▶ _WHAT YOU HAVE TO DO_: Would you give the records below again, exactly and completely?

▶ _DATA EXCERPTS_:
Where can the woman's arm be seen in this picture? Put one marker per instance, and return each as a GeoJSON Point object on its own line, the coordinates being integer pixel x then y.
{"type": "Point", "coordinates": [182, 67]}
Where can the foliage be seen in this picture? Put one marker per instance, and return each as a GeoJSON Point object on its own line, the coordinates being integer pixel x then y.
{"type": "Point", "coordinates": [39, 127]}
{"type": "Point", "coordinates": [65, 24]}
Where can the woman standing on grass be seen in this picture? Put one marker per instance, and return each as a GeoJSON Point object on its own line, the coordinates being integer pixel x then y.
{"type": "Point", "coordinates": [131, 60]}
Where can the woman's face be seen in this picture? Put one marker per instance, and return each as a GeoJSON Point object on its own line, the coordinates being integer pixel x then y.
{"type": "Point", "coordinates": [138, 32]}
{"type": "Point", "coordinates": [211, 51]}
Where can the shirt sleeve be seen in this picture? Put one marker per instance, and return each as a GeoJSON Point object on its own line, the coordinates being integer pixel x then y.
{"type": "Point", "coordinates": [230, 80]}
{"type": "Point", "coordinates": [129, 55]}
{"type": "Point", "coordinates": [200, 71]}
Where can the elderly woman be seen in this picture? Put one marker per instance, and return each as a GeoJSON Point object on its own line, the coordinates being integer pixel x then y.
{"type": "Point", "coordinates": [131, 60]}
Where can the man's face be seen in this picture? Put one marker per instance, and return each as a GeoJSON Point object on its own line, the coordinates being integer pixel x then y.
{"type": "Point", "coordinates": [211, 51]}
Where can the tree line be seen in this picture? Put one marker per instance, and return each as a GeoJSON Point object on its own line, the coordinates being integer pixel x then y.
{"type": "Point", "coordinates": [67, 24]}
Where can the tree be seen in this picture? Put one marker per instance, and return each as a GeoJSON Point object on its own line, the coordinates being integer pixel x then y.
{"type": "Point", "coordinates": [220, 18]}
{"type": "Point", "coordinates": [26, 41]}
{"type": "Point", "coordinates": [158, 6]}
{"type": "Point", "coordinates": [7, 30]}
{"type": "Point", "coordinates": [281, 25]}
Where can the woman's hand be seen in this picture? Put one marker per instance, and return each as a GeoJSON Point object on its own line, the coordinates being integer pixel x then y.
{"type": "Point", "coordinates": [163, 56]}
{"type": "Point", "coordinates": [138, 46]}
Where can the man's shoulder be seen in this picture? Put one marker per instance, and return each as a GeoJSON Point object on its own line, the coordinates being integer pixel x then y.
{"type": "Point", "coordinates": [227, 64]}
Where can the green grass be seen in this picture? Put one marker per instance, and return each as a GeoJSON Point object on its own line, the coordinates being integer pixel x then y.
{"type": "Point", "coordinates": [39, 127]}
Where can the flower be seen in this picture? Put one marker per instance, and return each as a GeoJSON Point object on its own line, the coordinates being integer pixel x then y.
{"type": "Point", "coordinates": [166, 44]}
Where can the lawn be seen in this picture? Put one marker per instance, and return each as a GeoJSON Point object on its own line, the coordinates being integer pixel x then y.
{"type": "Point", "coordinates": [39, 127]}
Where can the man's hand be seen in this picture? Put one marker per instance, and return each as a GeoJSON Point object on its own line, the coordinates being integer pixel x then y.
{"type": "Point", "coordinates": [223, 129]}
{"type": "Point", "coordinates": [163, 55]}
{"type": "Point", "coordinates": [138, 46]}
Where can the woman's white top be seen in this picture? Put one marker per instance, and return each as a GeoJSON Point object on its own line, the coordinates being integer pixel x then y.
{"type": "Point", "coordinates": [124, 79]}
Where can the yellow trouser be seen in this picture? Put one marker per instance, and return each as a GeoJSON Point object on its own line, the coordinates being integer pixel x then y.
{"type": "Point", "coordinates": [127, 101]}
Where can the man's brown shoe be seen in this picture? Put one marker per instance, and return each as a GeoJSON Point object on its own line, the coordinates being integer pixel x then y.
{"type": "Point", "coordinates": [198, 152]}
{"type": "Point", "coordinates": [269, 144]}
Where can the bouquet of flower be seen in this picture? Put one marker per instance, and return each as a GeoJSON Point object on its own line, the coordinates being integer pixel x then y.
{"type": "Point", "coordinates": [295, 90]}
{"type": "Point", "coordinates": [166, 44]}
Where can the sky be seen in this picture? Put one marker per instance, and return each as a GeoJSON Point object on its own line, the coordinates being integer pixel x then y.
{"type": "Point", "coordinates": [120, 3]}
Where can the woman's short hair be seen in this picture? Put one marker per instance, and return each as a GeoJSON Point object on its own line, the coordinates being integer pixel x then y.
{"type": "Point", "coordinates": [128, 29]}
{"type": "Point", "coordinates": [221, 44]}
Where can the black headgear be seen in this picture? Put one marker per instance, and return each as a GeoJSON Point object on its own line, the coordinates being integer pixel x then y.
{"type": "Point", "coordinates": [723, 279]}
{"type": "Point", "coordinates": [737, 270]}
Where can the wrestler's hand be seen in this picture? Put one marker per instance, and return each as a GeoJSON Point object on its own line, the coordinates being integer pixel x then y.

▶ _WRITTEN REPLY_:
Where can the woman's arm be seen in this picture? Put one marker per instance, and return each as a GeoJSON Point object on its own line, the coordinates being integer pixel x then y.
{"type": "Point", "coordinates": [182, 67]}
Where can the foliage be seen in this picture? Put one marker per instance, and return each as a GeoJSON Point object on its own line, the coordinates being integer pixel x then y.
{"type": "Point", "coordinates": [39, 127]}
{"type": "Point", "coordinates": [65, 24]}
Where can the woman standing on grass be seen in this picture? Put one marker per instance, and return each as a GeoJSON Point object on its own line, the coordinates being integer pixel x then y.
{"type": "Point", "coordinates": [131, 60]}
Where can the woman's face be seen in this picture? Put one marker per instance, and return each as a GeoJSON Point object on its own line, the coordinates being integer pixel x then y.
{"type": "Point", "coordinates": [138, 32]}
{"type": "Point", "coordinates": [211, 51]}
Where can the shirt sleeve be seen in this picture? Put one marker per instance, and return each as a GeoJSON Point object on its own line, the coordinates being integer pixel x then y.
{"type": "Point", "coordinates": [230, 80]}
{"type": "Point", "coordinates": [129, 55]}
{"type": "Point", "coordinates": [200, 71]}
Where can the elderly woman be seen in this picture? Put one marker per instance, and return each as a GeoJSON Point object on its own line, the coordinates being integer pixel x then y.
{"type": "Point", "coordinates": [131, 60]}
Where can the man's face be seen in this picture? Put one marker per instance, and return each as a GeoJSON Point object on its own line, the coordinates being integer pixel x then y.
{"type": "Point", "coordinates": [211, 51]}
Where can the tree line be seen in this picture? Put one marker per instance, and return each as a GeoJSON Point object on its own line, the coordinates being integer pixel x then y.
{"type": "Point", "coordinates": [67, 24]}
Where can the tree be seen in this picture? Put one marker per instance, and return each as a GeoJSON Point object on its own line, the coordinates being integer pixel x then y.
{"type": "Point", "coordinates": [220, 18]}
{"type": "Point", "coordinates": [26, 41]}
{"type": "Point", "coordinates": [158, 6]}
{"type": "Point", "coordinates": [7, 30]}
{"type": "Point", "coordinates": [281, 25]}
Where can the woman's hand be seen in this picture? Put one marker per instance, and return each as a GeoJSON Point object on its own line, the coordinates being integer pixel x then y.
{"type": "Point", "coordinates": [163, 56]}
{"type": "Point", "coordinates": [138, 46]}
Where can the man's shoulder be seen in this picture? Put one marker per instance, and return each as a GeoJSON Point object on its own line, the coordinates being integer pixel x then y.
{"type": "Point", "coordinates": [227, 64]}
Where can the green grass be seen in this picture? Put one marker per instance, and return each as a GeoJSON Point object on its own line, the coordinates being integer pixel x then y.
{"type": "Point", "coordinates": [39, 127]}
Where can the flower be seen in this picture? Put one marker per instance, and return each as a GeoJSON Point object on its own line, the coordinates being integer pixel x then y.
{"type": "Point", "coordinates": [166, 44]}
Where can the lawn be seen in this picture? Put one marker per instance, and return each as a GeoJSON Point object on its own line, the coordinates being integer pixel x then y.
{"type": "Point", "coordinates": [39, 127]}
Where can the man's hand be seen in this picture? Put one marker per instance, and return each as a GeoJSON Point object on its own line, the coordinates being integer pixel x then y.
{"type": "Point", "coordinates": [223, 129]}
{"type": "Point", "coordinates": [163, 55]}
{"type": "Point", "coordinates": [138, 46]}
Where can the woman's white top be seen in this picture? Put one marker per instance, and return each as a GeoJSON Point object on its own line, the coordinates being integer pixel x then y.
{"type": "Point", "coordinates": [124, 79]}
Where can the yellow trouser be seen in this picture? Put one marker per instance, and return each as a GeoJSON Point object on its own line, the coordinates being integer pixel x then y.
{"type": "Point", "coordinates": [127, 101]}
Where can the man's brown shoe be seen in this picture? Put one marker per instance, and return each as a GeoJSON Point object on its own line, the coordinates being integer pixel x then y.
{"type": "Point", "coordinates": [198, 152]}
{"type": "Point", "coordinates": [269, 144]}
Where can the bouquet of flower be seen in this picture? Put one marker per instance, and return each as a GeoJSON Point object on its own line, the coordinates being integer pixel x then y.
{"type": "Point", "coordinates": [295, 90]}
{"type": "Point", "coordinates": [166, 44]}
Where can the sky be seen in this picture? Put one marker per instance, and return each as a GeoJSON Point object on its own line, the coordinates being integer pixel x then y.
{"type": "Point", "coordinates": [120, 3]}
Where can the woman's short hair be seen in this picture? Put one marker per instance, and return each as a GeoJSON Point object on its own line, the coordinates being integer pixel x then y.
{"type": "Point", "coordinates": [128, 29]}
{"type": "Point", "coordinates": [221, 44]}
Where can the black headgear be seen in this picture? Put one marker per instance, and return each as a GeoJSON Point object on its own line, the coordinates being integer pixel x then y.
{"type": "Point", "coordinates": [723, 279]}
{"type": "Point", "coordinates": [737, 270]}
Where can the wrestler's hand be seen in this picture? Put one marker per instance, and return each as a GeoJSON Point object on its own line, the coordinates being integer pixel x then y.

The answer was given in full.